_Problem statement_
Show each line below that contains the word "folder", copying every such line in full.

_Data shown_
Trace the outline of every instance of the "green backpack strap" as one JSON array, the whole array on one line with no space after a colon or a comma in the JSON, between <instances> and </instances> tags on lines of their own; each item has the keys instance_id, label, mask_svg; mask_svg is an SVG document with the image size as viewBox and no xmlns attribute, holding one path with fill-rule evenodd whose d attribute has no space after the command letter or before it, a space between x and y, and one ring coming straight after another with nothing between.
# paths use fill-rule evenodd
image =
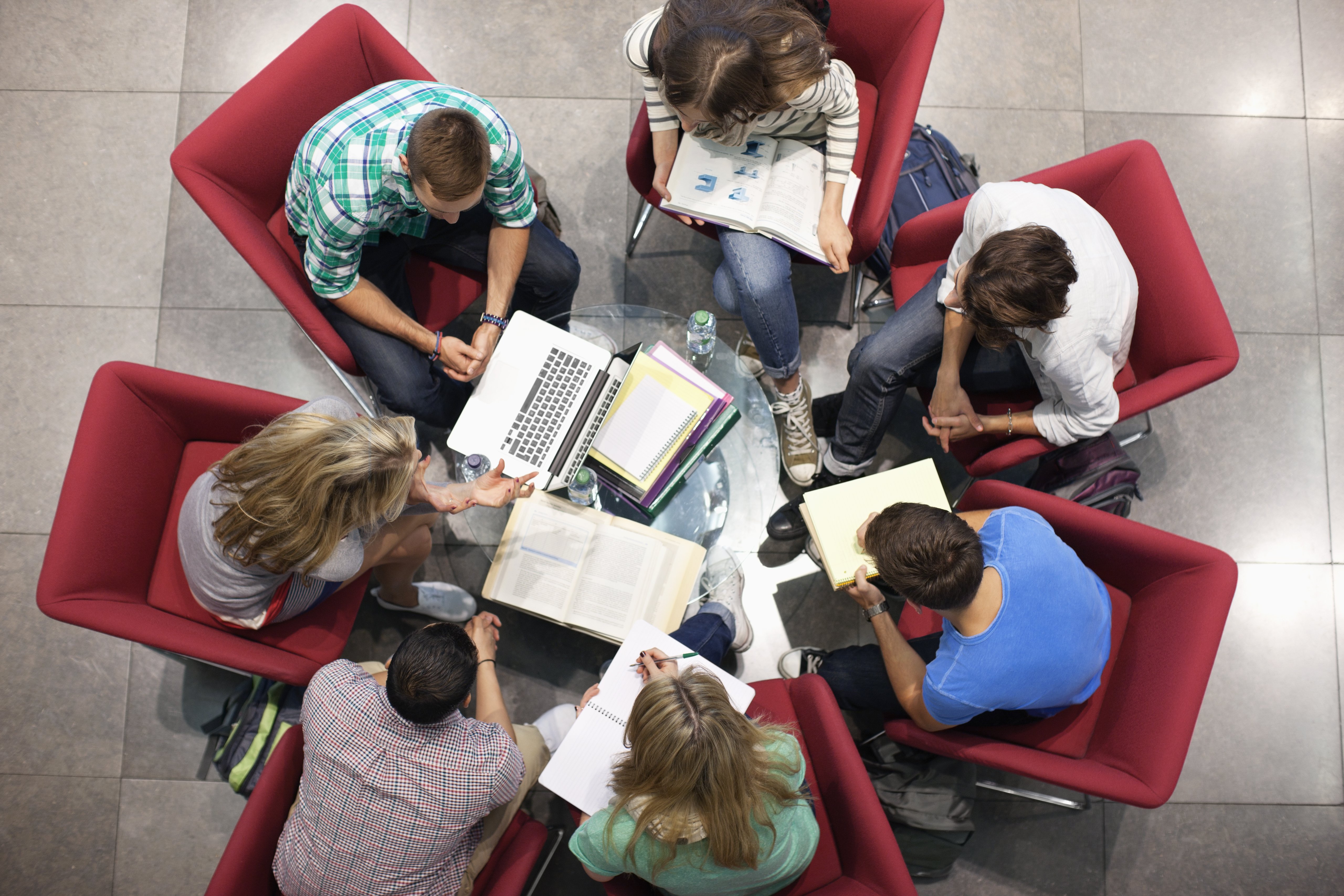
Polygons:
<instances>
[{"instance_id":1,"label":"green backpack strap","mask_svg":"<svg viewBox=\"0 0 1344 896\"><path fill-rule=\"evenodd\" d=\"M271 728L276 725L276 715L280 712L280 701L284 699L288 686L285 682L277 681L266 692L266 708L261 713L261 724L257 727L257 733L253 736L251 743L247 744L247 752L243 754L243 758L228 772L228 786L234 789L234 793L242 790L243 782L247 780L253 768L257 767L257 760L261 759L261 752L270 740ZM230 739L233 739L233 735L230 735Z\"/></svg>"}]
</instances>

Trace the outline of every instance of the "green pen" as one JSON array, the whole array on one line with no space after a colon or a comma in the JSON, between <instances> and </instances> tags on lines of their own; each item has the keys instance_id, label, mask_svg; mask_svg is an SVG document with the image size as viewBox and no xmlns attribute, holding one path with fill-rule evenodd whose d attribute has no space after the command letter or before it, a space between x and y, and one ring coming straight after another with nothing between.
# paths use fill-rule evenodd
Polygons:
<instances>
[{"instance_id":1,"label":"green pen","mask_svg":"<svg viewBox=\"0 0 1344 896\"><path fill-rule=\"evenodd\" d=\"M691 657L699 657L699 656L700 656L699 653L696 653L695 650L692 650L691 653L679 653L675 657L663 657L661 660L655 660L653 662L667 662L668 660L689 660ZM640 662L632 662L630 668L633 669L636 666L642 666L642 665L644 665L644 661L641 660Z\"/></svg>"}]
</instances>

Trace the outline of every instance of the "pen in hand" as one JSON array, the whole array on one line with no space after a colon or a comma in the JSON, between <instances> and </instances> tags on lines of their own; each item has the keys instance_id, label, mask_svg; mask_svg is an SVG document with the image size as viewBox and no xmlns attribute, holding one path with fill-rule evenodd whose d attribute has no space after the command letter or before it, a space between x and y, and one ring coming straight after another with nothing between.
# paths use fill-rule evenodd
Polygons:
<instances>
[{"instance_id":1,"label":"pen in hand","mask_svg":"<svg viewBox=\"0 0 1344 896\"><path fill-rule=\"evenodd\" d=\"M689 660L691 657L699 657L699 656L700 656L699 653L696 653L695 650L692 650L691 653L679 653L675 657L659 657L653 662L657 664L657 662L668 662L669 660ZM636 666L642 666L642 665L644 665L642 661L640 661L640 662L632 662L630 668L633 669Z\"/></svg>"}]
</instances>

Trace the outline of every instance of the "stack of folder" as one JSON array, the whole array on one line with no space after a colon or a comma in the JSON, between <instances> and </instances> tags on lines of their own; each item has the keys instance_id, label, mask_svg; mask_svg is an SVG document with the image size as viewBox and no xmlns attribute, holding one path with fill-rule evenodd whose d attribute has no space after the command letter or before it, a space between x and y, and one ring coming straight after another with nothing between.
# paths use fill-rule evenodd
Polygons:
<instances>
[{"instance_id":1,"label":"stack of folder","mask_svg":"<svg viewBox=\"0 0 1344 896\"><path fill-rule=\"evenodd\" d=\"M630 364L587 466L626 504L655 517L741 416L731 395L656 343Z\"/></svg>"}]
</instances>

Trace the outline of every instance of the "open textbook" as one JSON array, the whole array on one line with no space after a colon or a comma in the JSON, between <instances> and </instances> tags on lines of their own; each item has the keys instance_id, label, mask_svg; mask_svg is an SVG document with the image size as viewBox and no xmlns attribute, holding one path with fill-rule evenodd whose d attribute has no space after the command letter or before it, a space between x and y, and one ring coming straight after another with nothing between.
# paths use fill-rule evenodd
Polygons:
<instances>
[{"instance_id":1,"label":"open textbook","mask_svg":"<svg viewBox=\"0 0 1344 896\"><path fill-rule=\"evenodd\" d=\"M620 643L640 621L675 629L703 560L694 541L535 492L513 502L481 594Z\"/></svg>"},{"instance_id":2,"label":"open textbook","mask_svg":"<svg viewBox=\"0 0 1344 896\"><path fill-rule=\"evenodd\" d=\"M827 263L817 219L827 188L827 157L797 140L753 134L742 146L683 137L668 192L668 211L770 239ZM849 172L840 216L848 222L859 176Z\"/></svg>"},{"instance_id":3,"label":"open textbook","mask_svg":"<svg viewBox=\"0 0 1344 896\"><path fill-rule=\"evenodd\" d=\"M542 786L551 793L595 815L612 802L612 766L625 752L625 723L634 708L642 681L640 670L630 664L638 662L640 650L657 647L668 656L687 653L685 645L663 634L646 622L636 622L621 649L616 652L612 666L598 684L598 693L589 700L560 742L560 748L551 756L542 771ZM704 669L723 682L728 700L738 712L746 712L755 697L755 689L734 678L703 657L679 660L677 668Z\"/></svg>"},{"instance_id":4,"label":"open textbook","mask_svg":"<svg viewBox=\"0 0 1344 896\"><path fill-rule=\"evenodd\" d=\"M862 476L804 496L798 510L808 524L808 533L817 544L821 566L825 567L832 588L853 584L853 572L860 566L868 567L870 579L878 575L872 557L859 549L859 527L870 513L882 513L899 501L952 509L933 458Z\"/></svg>"}]
</instances>

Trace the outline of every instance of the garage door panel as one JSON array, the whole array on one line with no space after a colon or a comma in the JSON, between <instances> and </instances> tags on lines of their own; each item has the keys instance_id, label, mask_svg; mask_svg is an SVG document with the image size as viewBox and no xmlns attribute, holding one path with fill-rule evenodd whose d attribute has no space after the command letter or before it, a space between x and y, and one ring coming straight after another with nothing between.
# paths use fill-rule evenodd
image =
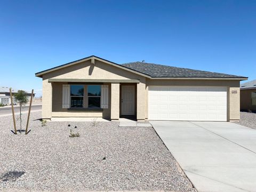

_Output of the task_
Trace the outline of every instance of the "stack of folder" as one JSON array, the whole array on one line with no space after a colon or a comma in the JSON, between <instances> and </instances> tags on lines of their own; each item has the keys instance_id, label, mask_svg; mask_svg is an SVG document with the image size as viewBox and no xmlns attribute, holding one path with fill-rule evenodd whose d attribute has no space after the command letter or before it, a space between x and y, and one ring coming straight after another with nothing between.
[{"instance_id":1,"label":"stack of folder","mask_svg":"<svg viewBox=\"0 0 1344 896\"><path fill-rule=\"evenodd\" d=\"M630 364L587 466L626 504L655 517L741 416L731 395L656 343Z\"/></svg>"}]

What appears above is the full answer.